DOCUMENT TEXT:
Subject: | WWW::Mechanize Bug |
Date: | Sat, 13 Jan 2007 09:34:56 -0600 |
To: | <bug-WWW-Mechanize [...] rt.cpan.org> |
From: | "Randall Belk" <randall.belk [...] bigfoot.com> |
I believe I have run across a bug in Mechanize when extracting links
from pages.
I ran across this code on Google:
<html>
<head>
<title>
Redirecting
</title>
<meta content="0; url='http://video.google.com/'"
http-equiv="refresh">
</head>
<body alink="#ff0000" text="#000000" vlink="#551a8b" link="#0000cc"
bgcolor="#ffffff">
<script type="text/javascript" language="javascript"><!--
location.replace("http://video.google.com/")
//--> </script>
</body>
</html>
Notice the single quotes ' ' around the url= .
If I do an $agent->get($link); in mechanize it returns the link with
the quotes still around it.
After some help from the folks over at comp.lang.perl.misc I made a
change to the _link_from_token subroutine that seems to fix the problem.
All I did was take the url that the sub came up with and stripped out
any possible single quotes or double quotes. So now the code looks like
this :
2167 if ( $tag eq "meta" ) {
2168 my $equiv = $attrs->{"http-equiv"};
2169 my $content = $attrs->{"content"};
2170 return unless $equiv && (lc $equiv eq "refresh") && defined
$content;
2171
2172 if ( $content =~ /^\d+\s*;\s*url\s*=\s*(\S+)/i ) {
2173 $url = $1;
Show quoted text
>>>> $url =~ s/[\'|\"]//g;
I'm sure there is a better way to do this but it works for me.
Thanks,
Randall

GIVEN PROBLEM A: Summarize the WWW::Mechanize bug report in two sentences.
The records that come next are unrelated to the bug report.

RAW RECORDS:
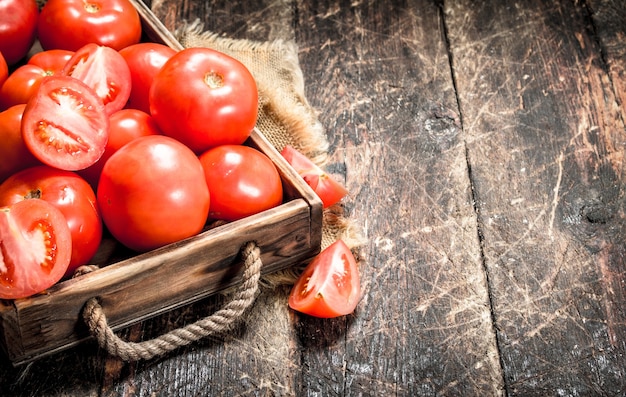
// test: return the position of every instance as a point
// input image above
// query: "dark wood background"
(484, 145)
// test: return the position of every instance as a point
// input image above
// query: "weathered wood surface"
(483, 143)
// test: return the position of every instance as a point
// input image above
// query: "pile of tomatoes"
(102, 132)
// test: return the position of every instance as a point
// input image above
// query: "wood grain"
(545, 145)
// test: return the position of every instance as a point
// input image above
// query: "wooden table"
(484, 145)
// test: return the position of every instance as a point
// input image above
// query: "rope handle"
(219, 321)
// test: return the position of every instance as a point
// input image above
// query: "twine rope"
(217, 322)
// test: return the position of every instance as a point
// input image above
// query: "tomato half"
(152, 193)
(330, 284)
(328, 189)
(125, 126)
(204, 98)
(51, 61)
(69, 193)
(35, 248)
(4, 69)
(71, 24)
(18, 28)
(242, 181)
(144, 60)
(65, 125)
(13, 151)
(21, 85)
(105, 71)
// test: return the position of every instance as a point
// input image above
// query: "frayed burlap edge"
(285, 117)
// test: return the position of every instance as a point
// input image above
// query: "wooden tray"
(176, 275)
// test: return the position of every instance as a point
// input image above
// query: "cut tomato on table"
(64, 124)
(330, 284)
(105, 71)
(35, 248)
(328, 189)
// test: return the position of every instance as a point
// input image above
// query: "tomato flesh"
(328, 189)
(35, 248)
(330, 285)
(65, 124)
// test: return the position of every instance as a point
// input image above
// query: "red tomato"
(242, 182)
(51, 61)
(125, 126)
(329, 286)
(71, 24)
(4, 70)
(152, 193)
(204, 98)
(13, 151)
(69, 193)
(145, 61)
(36, 246)
(18, 28)
(65, 124)
(105, 71)
(329, 190)
(21, 85)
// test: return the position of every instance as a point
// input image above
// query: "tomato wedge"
(328, 189)
(105, 71)
(35, 248)
(329, 286)
(65, 125)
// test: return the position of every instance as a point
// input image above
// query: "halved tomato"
(330, 285)
(65, 125)
(328, 189)
(35, 248)
(105, 71)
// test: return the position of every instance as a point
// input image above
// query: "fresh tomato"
(51, 61)
(105, 71)
(145, 60)
(242, 182)
(71, 24)
(65, 125)
(152, 193)
(328, 189)
(21, 85)
(4, 70)
(329, 286)
(125, 126)
(18, 28)
(13, 151)
(69, 193)
(204, 98)
(36, 246)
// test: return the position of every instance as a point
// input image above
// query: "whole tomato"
(217, 106)
(21, 85)
(13, 151)
(124, 126)
(68, 192)
(71, 24)
(18, 28)
(152, 193)
(145, 60)
(242, 182)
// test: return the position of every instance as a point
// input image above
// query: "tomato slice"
(328, 189)
(329, 286)
(65, 125)
(104, 70)
(35, 248)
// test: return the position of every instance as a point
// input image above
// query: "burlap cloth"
(285, 116)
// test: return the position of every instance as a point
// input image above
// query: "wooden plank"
(545, 144)
(380, 76)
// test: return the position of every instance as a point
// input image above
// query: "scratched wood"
(488, 183)
(545, 138)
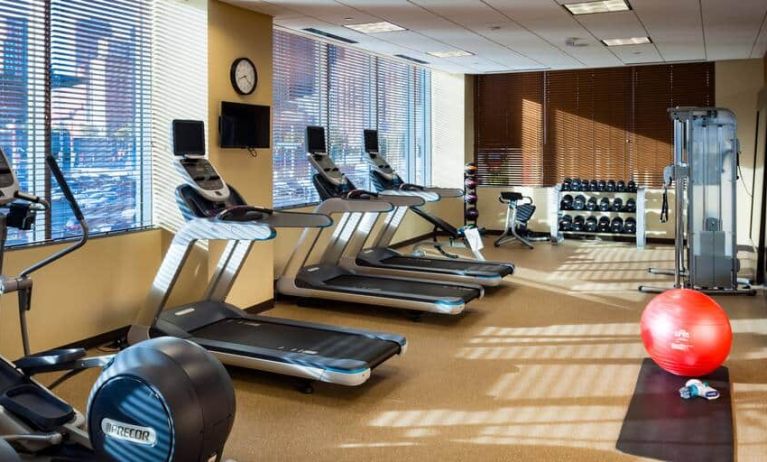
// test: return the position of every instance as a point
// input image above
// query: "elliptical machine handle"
(361, 194)
(411, 187)
(56, 171)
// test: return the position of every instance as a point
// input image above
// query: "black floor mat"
(661, 425)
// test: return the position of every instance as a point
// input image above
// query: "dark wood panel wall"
(535, 129)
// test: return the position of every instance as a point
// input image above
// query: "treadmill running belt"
(264, 334)
(453, 265)
(436, 290)
(661, 425)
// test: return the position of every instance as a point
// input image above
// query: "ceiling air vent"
(328, 35)
(419, 61)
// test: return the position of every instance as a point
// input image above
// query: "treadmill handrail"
(339, 205)
(297, 220)
(213, 228)
(425, 195)
(403, 200)
(445, 193)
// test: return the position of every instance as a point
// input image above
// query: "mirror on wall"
(759, 187)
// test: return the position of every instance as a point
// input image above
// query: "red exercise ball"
(686, 332)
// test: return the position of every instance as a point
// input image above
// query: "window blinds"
(88, 63)
(538, 128)
(346, 91)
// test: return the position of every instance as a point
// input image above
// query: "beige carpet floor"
(542, 368)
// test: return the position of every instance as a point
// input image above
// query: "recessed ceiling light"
(627, 41)
(410, 58)
(602, 6)
(450, 54)
(375, 27)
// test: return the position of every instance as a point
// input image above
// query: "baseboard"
(261, 307)
(100, 339)
(122, 332)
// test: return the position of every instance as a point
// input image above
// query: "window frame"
(419, 80)
(136, 164)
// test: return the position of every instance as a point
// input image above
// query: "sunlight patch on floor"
(518, 415)
(563, 381)
(560, 342)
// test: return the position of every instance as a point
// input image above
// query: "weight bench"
(520, 210)
(456, 236)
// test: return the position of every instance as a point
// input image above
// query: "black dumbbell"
(566, 203)
(629, 226)
(591, 224)
(579, 202)
(604, 225)
(566, 223)
(604, 204)
(616, 225)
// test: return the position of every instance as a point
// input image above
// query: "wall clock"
(243, 76)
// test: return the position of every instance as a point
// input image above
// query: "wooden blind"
(538, 128)
(510, 109)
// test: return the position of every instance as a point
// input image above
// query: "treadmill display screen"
(315, 139)
(371, 140)
(188, 138)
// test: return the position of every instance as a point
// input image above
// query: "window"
(96, 87)
(534, 129)
(346, 91)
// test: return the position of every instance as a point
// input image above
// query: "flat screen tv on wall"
(244, 126)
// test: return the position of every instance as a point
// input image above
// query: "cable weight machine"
(704, 176)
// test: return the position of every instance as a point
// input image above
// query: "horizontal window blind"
(350, 99)
(346, 91)
(100, 98)
(179, 41)
(509, 129)
(88, 61)
(22, 99)
(597, 123)
(297, 102)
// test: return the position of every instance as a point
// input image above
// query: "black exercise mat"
(661, 425)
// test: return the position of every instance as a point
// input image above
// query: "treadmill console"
(191, 164)
(200, 174)
(376, 160)
(327, 168)
(329, 180)
(9, 184)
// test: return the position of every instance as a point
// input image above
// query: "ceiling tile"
(731, 31)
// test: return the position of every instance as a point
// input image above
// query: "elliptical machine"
(704, 173)
(162, 400)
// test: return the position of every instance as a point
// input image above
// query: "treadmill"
(216, 211)
(381, 259)
(326, 278)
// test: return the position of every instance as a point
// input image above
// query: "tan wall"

GIVEN PROBLEM B: Show every line of the records that contains the word "black".

RESPONSE A: A Google page has a meta refresh tag with single quotes around the url= value, and running $agent->get($link) in Mechanize returns the link with the quotes still around it. With help from comp.lang.perl.misc, the writer changed the _link_from_token subroutine to strip any single or double quotes from the url, which seems to fix the problem.

RESPONSE B:
// query: "black floor mat"
// query: "black dumbbell"
// query: "black exercise mat"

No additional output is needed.